====== Source data ======

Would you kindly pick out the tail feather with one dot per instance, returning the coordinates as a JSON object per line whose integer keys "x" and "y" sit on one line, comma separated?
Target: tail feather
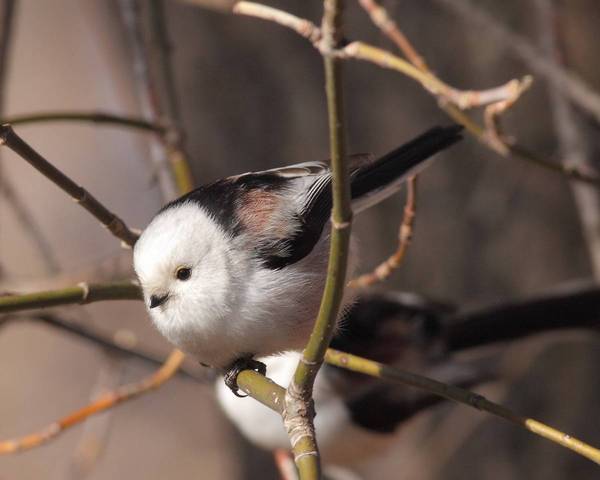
{"x": 374, "y": 182}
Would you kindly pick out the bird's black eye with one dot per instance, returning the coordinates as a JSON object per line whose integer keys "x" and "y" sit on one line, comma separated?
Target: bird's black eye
{"x": 183, "y": 273}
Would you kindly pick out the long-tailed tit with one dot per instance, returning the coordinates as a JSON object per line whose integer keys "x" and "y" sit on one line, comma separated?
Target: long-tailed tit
{"x": 236, "y": 268}
{"x": 358, "y": 415}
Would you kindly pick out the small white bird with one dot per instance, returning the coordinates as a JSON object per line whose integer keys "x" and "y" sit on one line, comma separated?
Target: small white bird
{"x": 236, "y": 268}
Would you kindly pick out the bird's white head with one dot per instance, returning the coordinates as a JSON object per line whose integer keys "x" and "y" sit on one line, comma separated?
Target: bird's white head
{"x": 185, "y": 265}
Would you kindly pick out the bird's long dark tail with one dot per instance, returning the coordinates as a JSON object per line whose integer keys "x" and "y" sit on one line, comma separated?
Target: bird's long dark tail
{"x": 380, "y": 179}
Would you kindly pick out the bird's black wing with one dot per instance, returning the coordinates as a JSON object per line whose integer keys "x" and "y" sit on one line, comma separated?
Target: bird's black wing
{"x": 367, "y": 178}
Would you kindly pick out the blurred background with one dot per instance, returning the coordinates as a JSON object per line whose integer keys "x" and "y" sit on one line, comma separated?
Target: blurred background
{"x": 251, "y": 96}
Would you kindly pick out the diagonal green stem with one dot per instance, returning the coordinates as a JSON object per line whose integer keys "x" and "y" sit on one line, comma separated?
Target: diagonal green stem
{"x": 80, "y": 294}
{"x": 299, "y": 411}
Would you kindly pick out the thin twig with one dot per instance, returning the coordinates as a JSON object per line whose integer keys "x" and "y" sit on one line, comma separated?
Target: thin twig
{"x": 463, "y": 99}
{"x": 106, "y": 401}
{"x": 299, "y": 412}
{"x": 570, "y": 84}
{"x": 285, "y": 464}
{"x": 122, "y": 342}
{"x": 390, "y": 264}
{"x": 301, "y": 26}
{"x": 91, "y": 117}
{"x": 81, "y": 294}
{"x": 456, "y": 394}
{"x": 30, "y": 226}
{"x": 113, "y": 223}
{"x": 571, "y": 134}
{"x": 147, "y": 95}
{"x": 174, "y": 141}
{"x": 94, "y": 438}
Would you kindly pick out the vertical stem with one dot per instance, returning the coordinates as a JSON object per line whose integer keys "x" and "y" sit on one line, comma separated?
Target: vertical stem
{"x": 299, "y": 411}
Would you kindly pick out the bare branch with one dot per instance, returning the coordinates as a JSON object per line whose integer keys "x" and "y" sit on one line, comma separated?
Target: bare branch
{"x": 456, "y": 394}
{"x": 106, "y": 401}
{"x": 390, "y": 264}
{"x": 122, "y": 342}
{"x": 113, "y": 223}
{"x": 385, "y": 59}
{"x": 30, "y": 226}
{"x": 301, "y": 26}
{"x": 574, "y": 145}
{"x": 92, "y": 117}
{"x": 582, "y": 94}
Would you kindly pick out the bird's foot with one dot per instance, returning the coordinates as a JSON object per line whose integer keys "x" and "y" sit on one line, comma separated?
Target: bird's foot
{"x": 241, "y": 364}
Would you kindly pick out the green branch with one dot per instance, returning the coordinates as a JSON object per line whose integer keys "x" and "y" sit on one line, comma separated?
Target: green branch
{"x": 80, "y": 294}
{"x": 473, "y": 400}
{"x": 299, "y": 409}
{"x": 113, "y": 223}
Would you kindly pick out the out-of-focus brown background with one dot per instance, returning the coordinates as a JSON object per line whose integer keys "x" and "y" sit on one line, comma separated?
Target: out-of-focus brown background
{"x": 252, "y": 97}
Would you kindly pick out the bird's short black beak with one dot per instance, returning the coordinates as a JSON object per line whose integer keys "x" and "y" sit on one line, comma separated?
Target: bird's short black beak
{"x": 156, "y": 300}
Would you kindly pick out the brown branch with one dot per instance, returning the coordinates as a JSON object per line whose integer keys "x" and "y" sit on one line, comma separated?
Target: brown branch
{"x": 573, "y": 137}
{"x": 121, "y": 342}
{"x": 389, "y": 265}
{"x": 82, "y": 116}
{"x": 106, "y": 401}
{"x": 463, "y": 99}
{"x": 368, "y": 53}
{"x": 174, "y": 141}
{"x": 113, "y": 223}
{"x": 569, "y": 83}
{"x": 301, "y": 26}
{"x": 147, "y": 95}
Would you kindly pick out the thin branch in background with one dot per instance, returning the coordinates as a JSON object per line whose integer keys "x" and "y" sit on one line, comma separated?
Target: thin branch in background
{"x": 463, "y": 99}
{"x": 175, "y": 139}
{"x": 102, "y": 118}
{"x": 285, "y": 465}
{"x": 456, "y": 394}
{"x": 569, "y": 83}
{"x": 122, "y": 342}
{"x": 147, "y": 95}
{"x": 301, "y": 26}
{"x": 259, "y": 387}
{"x": 299, "y": 406}
{"x": 92, "y": 441}
{"x": 491, "y": 135}
{"x": 384, "y": 59}
{"x": 390, "y": 264}
{"x": 105, "y": 402}
{"x": 81, "y": 294}
{"x": 113, "y": 223}
{"x": 31, "y": 227}
{"x": 224, "y": 6}
{"x": 574, "y": 146}
{"x": 168, "y": 157}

======

▸ What to do
Return the lines above, starting at the one that contains "Target: brown branch" and running through the last, exactly as they appear, with no extra lines.

▸ Task response
Target: brown branch
{"x": 573, "y": 137}
{"x": 121, "y": 342}
{"x": 389, "y": 265}
{"x": 82, "y": 116}
{"x": 106, "y": 401}
{"x": 463, "y": 99}
{"x": 368, "y": 53}
{"x": 174, "y": 141}
{"x": 113, "y": 223}
{"x": 569, "y": 83}
{"x": 301, "y": 26}
{"x": 147, "y": 95}
Would you kindly pick out the thin branch in background with one dot per instance, returning the coordinates as a JSON object per line whose integer keys "x" and "y" sit on one line, comma separated?
Target: thin branch in background
{"x": 463, "y": 99}
{"x": 175, "y": 139}
{"x": 102, "y": 118}
{"x": 285, "y": 465}
{"x": 456, "y": 394}
{"x": 569, "y": 83}
{"x": 122, "y": 342}
{"x": 147, "y": 95}
{"x": 301, "y": 26}
{"x": 259, "y": 387}
{"x": 299, "y": 406}
{"x": 92, "y": 441}
{"x": 491, "y": 135}
{"x": 384, "y": 59}
{"x": 390, "y": 264}
{"x": 105, "y": 402}
{"x": 81, "y": 294}
{"x": 113, "y": 223}
{"x": 31, "y": 227}
{"x": 224, "y": 6}
{"x": 574, "y": 146}
{"x": 168, "y": 157}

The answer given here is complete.